— Begin Stored rows —
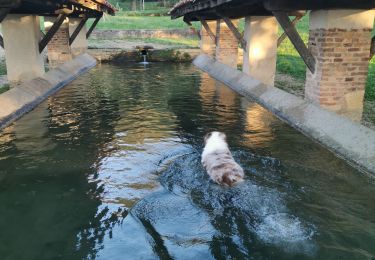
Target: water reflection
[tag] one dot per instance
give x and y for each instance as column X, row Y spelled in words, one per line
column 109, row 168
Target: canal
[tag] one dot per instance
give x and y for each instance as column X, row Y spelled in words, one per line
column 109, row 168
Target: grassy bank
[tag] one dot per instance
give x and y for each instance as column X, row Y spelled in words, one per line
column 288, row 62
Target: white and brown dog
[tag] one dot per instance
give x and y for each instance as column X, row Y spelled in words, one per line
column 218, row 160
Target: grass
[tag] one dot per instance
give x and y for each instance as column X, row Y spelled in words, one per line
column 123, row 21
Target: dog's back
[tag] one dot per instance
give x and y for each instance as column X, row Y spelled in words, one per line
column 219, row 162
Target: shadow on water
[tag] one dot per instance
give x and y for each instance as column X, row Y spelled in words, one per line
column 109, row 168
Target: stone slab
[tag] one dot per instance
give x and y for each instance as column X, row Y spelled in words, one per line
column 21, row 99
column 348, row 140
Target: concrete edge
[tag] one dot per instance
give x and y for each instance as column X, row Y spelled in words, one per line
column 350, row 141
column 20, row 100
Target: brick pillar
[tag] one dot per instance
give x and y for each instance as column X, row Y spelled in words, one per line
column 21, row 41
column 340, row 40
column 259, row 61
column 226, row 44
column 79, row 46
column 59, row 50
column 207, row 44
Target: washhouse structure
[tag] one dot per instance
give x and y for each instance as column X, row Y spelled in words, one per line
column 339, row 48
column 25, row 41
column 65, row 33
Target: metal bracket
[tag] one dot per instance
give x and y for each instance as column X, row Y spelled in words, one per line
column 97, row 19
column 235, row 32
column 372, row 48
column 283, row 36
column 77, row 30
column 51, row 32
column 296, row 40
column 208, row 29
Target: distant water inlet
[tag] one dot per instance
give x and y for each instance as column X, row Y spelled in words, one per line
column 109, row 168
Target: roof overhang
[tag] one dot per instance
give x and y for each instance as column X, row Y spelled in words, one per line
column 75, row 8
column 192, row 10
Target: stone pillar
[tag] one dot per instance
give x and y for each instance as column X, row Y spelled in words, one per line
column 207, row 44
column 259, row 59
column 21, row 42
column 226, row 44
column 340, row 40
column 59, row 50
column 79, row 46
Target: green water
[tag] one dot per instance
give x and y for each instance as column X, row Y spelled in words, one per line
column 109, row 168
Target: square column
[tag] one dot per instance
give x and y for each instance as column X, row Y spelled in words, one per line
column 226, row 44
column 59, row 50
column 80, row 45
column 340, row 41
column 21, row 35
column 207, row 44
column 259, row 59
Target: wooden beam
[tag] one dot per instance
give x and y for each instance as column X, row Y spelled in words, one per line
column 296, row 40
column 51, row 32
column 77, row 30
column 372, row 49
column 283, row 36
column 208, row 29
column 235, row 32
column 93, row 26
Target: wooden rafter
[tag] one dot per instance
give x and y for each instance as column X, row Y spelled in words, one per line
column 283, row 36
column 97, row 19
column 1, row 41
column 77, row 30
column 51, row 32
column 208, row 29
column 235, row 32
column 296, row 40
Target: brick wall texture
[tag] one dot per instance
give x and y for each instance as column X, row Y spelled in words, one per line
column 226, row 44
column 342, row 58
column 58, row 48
— End Stored rows —
-- What you are asked to do --
Reproduce the lines above verbatim, without the pictures.

-- Expected answer --
Target: water reflection
[tag] one dot per instance
give x and y for each instance as column X, row Y spelled in words, one per line
column 109, row 168
Target: canal
[tag] one dot per instance
give x and y for each instance as column X, row Y spelled in words, one per line
column 109, row 168
Target: grassy bank
[tag] one dot per instance
give x and y for each instance as column X, row Y spelled in words, one per line
column 288, row 62
Target: white and brown dog
[tag] one dot per instance
give x and y for each instance as column X, row Y spelled in words, one per line
column 218, row 160
Target: grass
[tag] one dot per instance
give x and y for each instance as column X, row Y spelled in words, one per line
column 123, row 21
Target: dog's back
[tag] one dot per instance
give x and y for each instance as column X, row Y spelled in words, one per line
column 219, row 162
Target: shadow on water
[tag] one dot per instance
give x and y for each instance as column X, row Y spelled in words, one per line
column 109, row 168
Target: stone slab
[tag] one dot per instance
give x and y for each instance as column X, row Y spelled in words, one per line
column 21, row 99
column 348, row 140
Target: concrete edge
[tag] one dot per instance
give x and y for each instance as column X, row Y spelled in words, one per line
column 350, row 141
column 20, row 100
Target: brick pillar
[tag] one dot per instance
give x and y for each instance as column X, row Y spelled in words, one per line
column 21, row 41
column 340, row 40
column 259, row 61
column 226, row 44
column 79, row 46
column 59, row 50
column 207, row 44
Target: washhouse structure
[tag] one dot per instance
give x and y for each instance as column X, row Y spelled in words, one per line
column 339, row 48
column 25, row 41
column 65, row 33
Target: metal bracket
[tag] one dot per instance
give x and y for each instance as column X, row Y spelled in words, one per line
column 97, row 19
column 235, row 32
column 372, row 48
column 283, row 36
column 77, row 30
column 51, row 32
column 296, row 40
column 208, row 29
Target: distant water inlet
[tag] one dot per instance
give x and y for each instance as column X, row Y spelled in words, one per line
column 109, row 168
Target: roof overhang
[tag] one dot per instance
give x and y for each instance as column X, row Y spelled in words, one per line
column 75, row 8
column 192, row 10
Target: stone pillar
[tag] one dot per instance
give x and y for each instance as column X, row Y spelled in words, one per line
column 207, row 44
column 259, row 59
column 21, row 42
column 226, row 44
column 340, row 40
column 59, row 50
column 79, row 46
Target: green water
[tag] one dot per instance
give x and y for each instance as column X, row Y spelled in words, one per line
column 109, row 168
Target: square column
[tag] one dot per instance
give x and y for each instance as column X, row Y spelled in words, one per line
column 226, row 44
column 59, row 50
column 80, row 45
column 340, row 41
column 21, row 35
column 207, row 44
column 259, row 59
Target: wooden beam
[tag] one dot per instance
give x and y for each instance as column X, row Y spelled in words, one per line
column 296, row 40
column 51, row 32
column 77, row 30
column 372, row 49
column 283, row 36
column 208, row 29
column 235, row 32
column 93, row 26
Target: wooden rafter
[tag] one dot per instance
give x and y for each instance as column X, row Y spelled in words, one per line
column 283, row 36
column 97, row 19
column 1, row 41
column 77, row 30
column 51, row 32
column 208, row 29
column 235, row 32
column 296, row 40
Target: brick wall texture
[tag] one dot per instance
give x and y for each instance as column X, row Y spelled in words, one per line
column 226, row 44
column 342, row 58
column 58, row 48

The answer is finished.